» What to do
Please repeat the lines below exactly. Begin with the line containing "Expected: one point per instance of the mast, reported" and go on through the line containing "Expected: one point per instance of the rippled".

» Records
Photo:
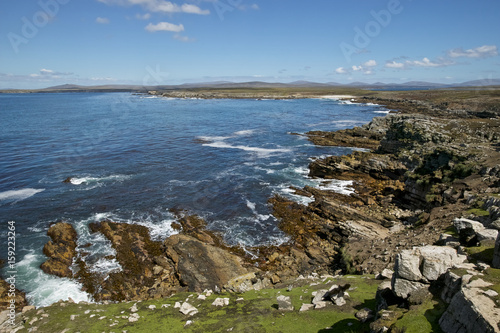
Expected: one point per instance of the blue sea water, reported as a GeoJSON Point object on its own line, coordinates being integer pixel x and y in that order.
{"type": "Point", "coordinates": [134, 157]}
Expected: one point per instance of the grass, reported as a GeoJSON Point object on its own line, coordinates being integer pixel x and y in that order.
---
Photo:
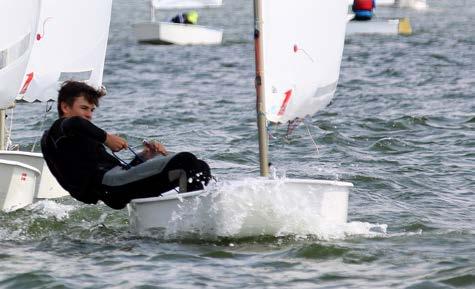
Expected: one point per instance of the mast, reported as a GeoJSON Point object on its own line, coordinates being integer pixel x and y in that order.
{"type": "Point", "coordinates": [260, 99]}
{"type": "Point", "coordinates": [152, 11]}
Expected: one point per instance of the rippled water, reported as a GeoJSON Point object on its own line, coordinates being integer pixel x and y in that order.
==
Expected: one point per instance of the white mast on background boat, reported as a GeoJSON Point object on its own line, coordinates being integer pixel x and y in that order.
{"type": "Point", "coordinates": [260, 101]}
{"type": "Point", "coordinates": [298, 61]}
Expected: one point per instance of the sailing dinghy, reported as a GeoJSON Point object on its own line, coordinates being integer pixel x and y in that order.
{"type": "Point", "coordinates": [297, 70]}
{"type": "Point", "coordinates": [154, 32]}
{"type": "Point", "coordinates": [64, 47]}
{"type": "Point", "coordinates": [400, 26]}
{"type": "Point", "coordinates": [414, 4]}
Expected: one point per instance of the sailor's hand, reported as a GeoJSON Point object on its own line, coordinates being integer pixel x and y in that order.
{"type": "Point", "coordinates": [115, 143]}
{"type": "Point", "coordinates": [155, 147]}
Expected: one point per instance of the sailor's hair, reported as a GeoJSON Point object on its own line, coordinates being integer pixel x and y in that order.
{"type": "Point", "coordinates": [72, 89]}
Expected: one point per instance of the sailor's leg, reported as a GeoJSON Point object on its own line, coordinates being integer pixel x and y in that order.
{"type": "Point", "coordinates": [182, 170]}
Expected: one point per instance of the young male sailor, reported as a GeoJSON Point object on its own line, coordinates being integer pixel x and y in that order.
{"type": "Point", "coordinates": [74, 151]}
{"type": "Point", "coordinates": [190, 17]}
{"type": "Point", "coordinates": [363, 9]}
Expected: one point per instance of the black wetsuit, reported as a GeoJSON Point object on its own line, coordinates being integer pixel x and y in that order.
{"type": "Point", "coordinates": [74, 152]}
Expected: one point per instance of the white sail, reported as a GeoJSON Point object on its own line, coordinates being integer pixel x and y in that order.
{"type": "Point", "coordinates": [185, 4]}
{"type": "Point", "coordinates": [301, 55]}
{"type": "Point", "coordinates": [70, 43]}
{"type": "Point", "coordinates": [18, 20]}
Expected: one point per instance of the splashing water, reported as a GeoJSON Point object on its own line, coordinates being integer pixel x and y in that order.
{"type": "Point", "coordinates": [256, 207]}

» Task solution
Expected: one point per instance of the mast, reported as a GeoJSON Point object on its own line, coordinates being integer pixel x and y in that order.
{"type": "Point", "coordinates": [260, 99]}
{"type": "Point", "coordinates": [152, 11]}
Expected: one point per instance of the rippled water, reported as a GeoJSON Point object on its own line, coordinates being integer pixel x and y in that order.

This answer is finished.